═════ Document extract ═════
There was a time no one was interested in the property. “At that time, this was an empty building and Chevron really tried to find people to go in here and they couldn’t find anybody,” says Tommy. “When I first got this place, nobody wanted it. They were scared of Western [Supermarket], scared of [operating] a convenience store. Nobody believed in convenience stores. Everybody still at that time was doing service station work.”
A former video game salesman and nightclub owner, including The Cabaret on First Avenue North in the 1970s, Numnum ventured into the quick-stop store business—but with a vision that differed from what Chevron had in mind. “Chevron wanted me to put a four-door cooler [at the back wall] and put groceries everywhere. They were new in the business, too. It was brand new for everybody,” he recalls. “I said, ‘Naw, let’s put the cooler down the side of the wall,’ where it’s at now. At that time we had some video games—Donkey Kong and a few other things. So I eliminated most of the groceries and they weren’t happy about that and said it’d never make it. Southside was just building up, UAB was still coming along, and at that time, I didn’t think that was the way to go. It worked out pretty good because I’ve added more cooler doors since then. I put up new canopies and new pumps and new lighting outside about three years ago. I believe in lights. I want this place lit up at night.”
Yellow Cab driver Rod Walker stops there regularly when pulling all-night shifts on weekends and appreciates the well-lit parking lot. “The cab drivers go there all the time. It seems to be one of the most popular stations in town,” says Walker. “You pull up in the parking lot no matter what time it is and it’s like day. So you don’t have to worry about getting mugged or anything like that.” He usually stops for junk food late night while driving. “Every now and then I’ll get something healthy like a banana or an apple,” he admits. “They have a little bit of fresh fruit in there, so that’s always good.” Walker adds that Tom & Jerry’s is unique because the bathrooms are spotless and there are usually two employees working the cash registers.
═════ Excerpted data ═════
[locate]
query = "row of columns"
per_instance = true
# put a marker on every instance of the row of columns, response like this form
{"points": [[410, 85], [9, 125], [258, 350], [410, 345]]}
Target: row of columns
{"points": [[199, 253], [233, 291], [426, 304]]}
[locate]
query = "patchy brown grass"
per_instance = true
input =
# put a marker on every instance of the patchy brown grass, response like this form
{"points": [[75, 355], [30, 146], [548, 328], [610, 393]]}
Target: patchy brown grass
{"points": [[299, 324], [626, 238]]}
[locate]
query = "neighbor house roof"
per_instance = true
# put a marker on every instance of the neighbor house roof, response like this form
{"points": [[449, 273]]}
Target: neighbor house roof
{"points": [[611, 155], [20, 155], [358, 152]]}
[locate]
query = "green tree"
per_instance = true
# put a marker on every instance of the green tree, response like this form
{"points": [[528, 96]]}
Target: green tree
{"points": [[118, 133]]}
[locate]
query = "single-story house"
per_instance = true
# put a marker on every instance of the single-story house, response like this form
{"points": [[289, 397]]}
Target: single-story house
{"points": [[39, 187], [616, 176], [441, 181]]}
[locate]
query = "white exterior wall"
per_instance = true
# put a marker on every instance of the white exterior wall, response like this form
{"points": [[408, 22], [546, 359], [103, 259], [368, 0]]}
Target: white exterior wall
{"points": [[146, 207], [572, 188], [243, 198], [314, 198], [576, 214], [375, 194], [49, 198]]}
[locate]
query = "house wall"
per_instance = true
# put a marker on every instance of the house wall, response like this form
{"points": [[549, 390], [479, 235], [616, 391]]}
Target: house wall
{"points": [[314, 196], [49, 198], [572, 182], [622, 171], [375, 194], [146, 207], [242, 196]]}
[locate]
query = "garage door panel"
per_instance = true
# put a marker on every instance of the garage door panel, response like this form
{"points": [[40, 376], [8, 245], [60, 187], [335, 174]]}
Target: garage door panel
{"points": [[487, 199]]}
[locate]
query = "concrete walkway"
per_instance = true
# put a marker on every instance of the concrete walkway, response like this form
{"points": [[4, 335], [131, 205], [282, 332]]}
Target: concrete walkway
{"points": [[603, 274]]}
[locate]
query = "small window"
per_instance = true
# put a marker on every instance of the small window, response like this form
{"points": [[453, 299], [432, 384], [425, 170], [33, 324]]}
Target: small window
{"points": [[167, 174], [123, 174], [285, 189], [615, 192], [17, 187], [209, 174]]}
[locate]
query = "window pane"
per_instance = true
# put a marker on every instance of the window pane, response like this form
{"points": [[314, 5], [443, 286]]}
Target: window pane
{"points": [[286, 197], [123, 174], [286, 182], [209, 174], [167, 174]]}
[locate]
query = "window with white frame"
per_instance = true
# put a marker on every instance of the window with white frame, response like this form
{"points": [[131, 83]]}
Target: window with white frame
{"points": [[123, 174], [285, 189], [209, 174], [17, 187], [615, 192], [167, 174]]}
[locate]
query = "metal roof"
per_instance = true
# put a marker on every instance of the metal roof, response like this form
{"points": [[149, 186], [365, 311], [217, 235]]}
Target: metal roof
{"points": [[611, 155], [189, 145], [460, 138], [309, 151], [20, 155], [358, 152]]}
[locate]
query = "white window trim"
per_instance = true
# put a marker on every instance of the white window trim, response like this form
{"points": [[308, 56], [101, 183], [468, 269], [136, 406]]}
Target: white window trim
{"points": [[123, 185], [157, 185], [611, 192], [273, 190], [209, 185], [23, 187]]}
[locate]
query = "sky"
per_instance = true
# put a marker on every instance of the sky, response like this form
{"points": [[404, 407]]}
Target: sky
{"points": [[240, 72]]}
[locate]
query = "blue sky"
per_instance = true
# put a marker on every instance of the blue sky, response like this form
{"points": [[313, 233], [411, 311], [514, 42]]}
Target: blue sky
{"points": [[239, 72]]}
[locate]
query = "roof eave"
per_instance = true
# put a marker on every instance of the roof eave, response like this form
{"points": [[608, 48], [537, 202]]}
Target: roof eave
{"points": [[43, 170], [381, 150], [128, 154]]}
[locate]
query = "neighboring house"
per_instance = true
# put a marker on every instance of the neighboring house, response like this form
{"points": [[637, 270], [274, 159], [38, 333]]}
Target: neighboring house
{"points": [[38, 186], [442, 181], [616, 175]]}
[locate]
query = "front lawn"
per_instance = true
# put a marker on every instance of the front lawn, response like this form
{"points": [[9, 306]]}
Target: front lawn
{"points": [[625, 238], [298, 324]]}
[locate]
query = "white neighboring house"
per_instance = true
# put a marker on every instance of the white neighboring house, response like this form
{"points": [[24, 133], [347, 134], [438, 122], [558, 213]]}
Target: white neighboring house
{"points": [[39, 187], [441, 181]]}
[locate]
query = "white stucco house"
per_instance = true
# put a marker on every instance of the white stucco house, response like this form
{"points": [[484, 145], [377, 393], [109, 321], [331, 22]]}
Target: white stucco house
═════
In the piece about the convenience store, which nightclub did Numnum own in the 1970s?

# Task result
The Cabaret on First Avenue North.